PROVIDED PASSAGE –
****************************************

Directions: After your students read the article “The case of the Arctic’s missing ice,” have them answer the questions below. Questions are organized by story section with summary questions at the end.
1. What was unusual about the Bering Sea in the winter of 2017–2018? Why are scientists concerned?
Sea ice never appeared in the Bering Sea, and a large mass of cold, salty water that’s associated with the ice never formed near the seafloor. This development concerns scientists because sea ice is important to the Arctic ecosystem. Its absence could disrupt every part of the Arctic food web.
2. Describe the typical pattern of winter sea ice formation in the Bering Sea. What factors contributed to a different scenario in the winter of 2017–2018?
Most years, ice forms in the Bering Sea or migrates south from the Chukchi Sea through the Bering Strait. In the winter of 2017–2018, strong winds from the south not only kept the sea ice in the Chukchi Sea but also brought warmer waters into the sea, limiting sea ice formation. Higher-than-normal air temperatures in the Chukchi meant less ice was available to drift through the Bering Strait. Both of these factors contributed to record-low winter sea ice cover in the Bering Sea.
3. What does Peggy, or mooring M2, do? What unexpected data did Peggy collect in the summer of 2018?
Peggy, or mooring M2, tracks the temperature, salinity and other properties of water at one spot in the southern Bering Sea. In the summer of 2018, Peggy detected that the temperatures near the seafloor never dropped below zero.
4. According to the graph titled “Deep warming” on Page 23 of the article, how did Peggy’s data from the summer of 2018 compare with previous years? Based on the caption and the text of the “Open waters” section, what explains the summer 2018 data?
Though there is yearly variation, water temperatures near the seafloor typically average below zero degrees Celsius in the summer. But in 2018, the average temperature was much higher — about 1.5 degrees Celsius. The data suggest that no cold pool formed in 2018. Cold pools are by-products of sea ice formation, so the fact that the Bering Sea didn’t “freeze up” in the winter of 2017–2018 is likely responsible for the cold pool’s absence.

****************************************

PROVIDED INFORMATION –
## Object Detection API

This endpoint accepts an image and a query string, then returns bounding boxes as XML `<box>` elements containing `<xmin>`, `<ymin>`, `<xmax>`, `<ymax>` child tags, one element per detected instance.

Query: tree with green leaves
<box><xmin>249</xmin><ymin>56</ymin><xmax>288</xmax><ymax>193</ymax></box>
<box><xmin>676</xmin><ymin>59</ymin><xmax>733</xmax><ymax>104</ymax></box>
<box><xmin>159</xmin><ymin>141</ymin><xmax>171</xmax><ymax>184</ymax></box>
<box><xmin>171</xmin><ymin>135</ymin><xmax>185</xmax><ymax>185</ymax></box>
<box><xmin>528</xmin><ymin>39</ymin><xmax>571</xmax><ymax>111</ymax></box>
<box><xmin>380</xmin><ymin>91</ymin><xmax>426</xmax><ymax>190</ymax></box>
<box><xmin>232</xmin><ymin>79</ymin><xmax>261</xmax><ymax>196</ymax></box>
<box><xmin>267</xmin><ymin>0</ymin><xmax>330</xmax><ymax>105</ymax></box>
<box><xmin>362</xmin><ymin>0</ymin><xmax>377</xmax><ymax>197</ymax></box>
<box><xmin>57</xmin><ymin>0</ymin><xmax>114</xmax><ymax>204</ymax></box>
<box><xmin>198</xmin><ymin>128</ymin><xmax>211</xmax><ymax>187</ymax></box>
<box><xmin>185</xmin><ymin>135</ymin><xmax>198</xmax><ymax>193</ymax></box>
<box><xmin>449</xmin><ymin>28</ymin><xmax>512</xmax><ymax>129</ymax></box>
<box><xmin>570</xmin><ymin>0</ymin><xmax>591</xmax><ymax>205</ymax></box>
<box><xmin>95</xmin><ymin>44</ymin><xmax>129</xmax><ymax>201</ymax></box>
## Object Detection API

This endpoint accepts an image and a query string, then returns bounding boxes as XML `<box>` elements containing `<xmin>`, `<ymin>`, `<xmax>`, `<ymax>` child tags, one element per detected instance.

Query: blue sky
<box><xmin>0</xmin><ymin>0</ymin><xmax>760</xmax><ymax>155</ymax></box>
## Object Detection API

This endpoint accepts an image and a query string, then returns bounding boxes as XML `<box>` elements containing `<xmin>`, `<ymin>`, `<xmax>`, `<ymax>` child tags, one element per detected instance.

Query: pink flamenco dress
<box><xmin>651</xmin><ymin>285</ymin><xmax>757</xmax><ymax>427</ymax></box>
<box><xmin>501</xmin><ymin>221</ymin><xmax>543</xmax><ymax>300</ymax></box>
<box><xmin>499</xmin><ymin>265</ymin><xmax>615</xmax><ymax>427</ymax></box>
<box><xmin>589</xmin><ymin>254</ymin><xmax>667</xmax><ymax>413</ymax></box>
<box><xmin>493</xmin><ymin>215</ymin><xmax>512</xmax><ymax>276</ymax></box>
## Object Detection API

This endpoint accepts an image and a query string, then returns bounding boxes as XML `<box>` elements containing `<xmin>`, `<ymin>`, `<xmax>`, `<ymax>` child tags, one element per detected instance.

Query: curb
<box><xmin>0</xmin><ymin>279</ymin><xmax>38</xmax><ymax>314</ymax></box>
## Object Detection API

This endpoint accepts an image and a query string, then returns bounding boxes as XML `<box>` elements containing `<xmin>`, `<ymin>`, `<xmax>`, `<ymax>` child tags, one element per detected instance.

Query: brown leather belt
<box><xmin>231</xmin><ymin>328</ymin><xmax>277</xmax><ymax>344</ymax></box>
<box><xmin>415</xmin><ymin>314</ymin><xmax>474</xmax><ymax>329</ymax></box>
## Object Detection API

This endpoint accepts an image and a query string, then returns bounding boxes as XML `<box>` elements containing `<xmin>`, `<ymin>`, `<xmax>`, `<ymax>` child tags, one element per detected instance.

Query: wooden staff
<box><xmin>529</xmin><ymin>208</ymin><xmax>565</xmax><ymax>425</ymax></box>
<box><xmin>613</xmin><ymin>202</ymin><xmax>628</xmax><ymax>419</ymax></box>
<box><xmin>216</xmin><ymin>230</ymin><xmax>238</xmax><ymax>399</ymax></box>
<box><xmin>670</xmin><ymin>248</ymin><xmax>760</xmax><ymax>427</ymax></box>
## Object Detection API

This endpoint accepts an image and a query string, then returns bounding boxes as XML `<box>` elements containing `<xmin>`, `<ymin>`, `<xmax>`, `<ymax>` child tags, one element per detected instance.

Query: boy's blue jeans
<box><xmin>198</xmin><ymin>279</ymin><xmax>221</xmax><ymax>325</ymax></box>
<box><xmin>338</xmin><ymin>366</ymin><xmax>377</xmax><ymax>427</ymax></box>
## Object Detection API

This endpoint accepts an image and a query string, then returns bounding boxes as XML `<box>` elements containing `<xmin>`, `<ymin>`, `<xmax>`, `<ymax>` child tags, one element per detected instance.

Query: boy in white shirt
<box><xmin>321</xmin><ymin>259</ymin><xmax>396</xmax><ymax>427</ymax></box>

****************************************

WORK TO COMPLETE – Reproduce the Bering Sea ice passage word for word, starting with "Peggy, or mooring M2, tracks" and stopping after "summer 2018 data?".

PROBLEM SOLUTION –
Peggy, or mooring M2, tracks the temperature, salinity and other properties of water at one spot in the southern Bering Sea. In the summer of 2018, Peggy detected that the temperatures near the seafloor never dropped below zero.
4. According to the graph titled “Deep warming” on Page 23 of the article, how did Peggy’s data from the summer of 2018 compare with previous years? Based on the caption and the text of the “Open waters” section, what explains the summer 2018 data?